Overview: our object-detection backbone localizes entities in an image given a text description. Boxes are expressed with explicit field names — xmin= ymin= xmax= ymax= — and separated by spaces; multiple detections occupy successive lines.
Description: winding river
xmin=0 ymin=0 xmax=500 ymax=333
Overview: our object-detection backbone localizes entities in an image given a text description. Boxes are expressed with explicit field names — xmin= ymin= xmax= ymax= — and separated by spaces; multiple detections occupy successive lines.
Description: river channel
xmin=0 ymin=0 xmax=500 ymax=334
======
| Exercise goal |
Please reproduce the entire listing above line for line, with no changes.

| Reply to the exercise |
Overview: our object-detection backbone localizes entities in an image given a text description. Boxes are expressed with explicit field names — xmin= ymin= xmax= ymax= — and separated by spaces; multiple detections occupy successive lines.
Description: winding river
xmin=0 ymin=0 xmax=500 ymax=333
Overview: our object-detection backbone localizes entities in an image given a text description. Boxes are expressed with explicit field names — xmin= ymin= xmax= ymax= — and separated by spaces; multiple detections occupy successive lines.
Description: river channel
xmin=0 ymin=0 xmax=500 ymax=334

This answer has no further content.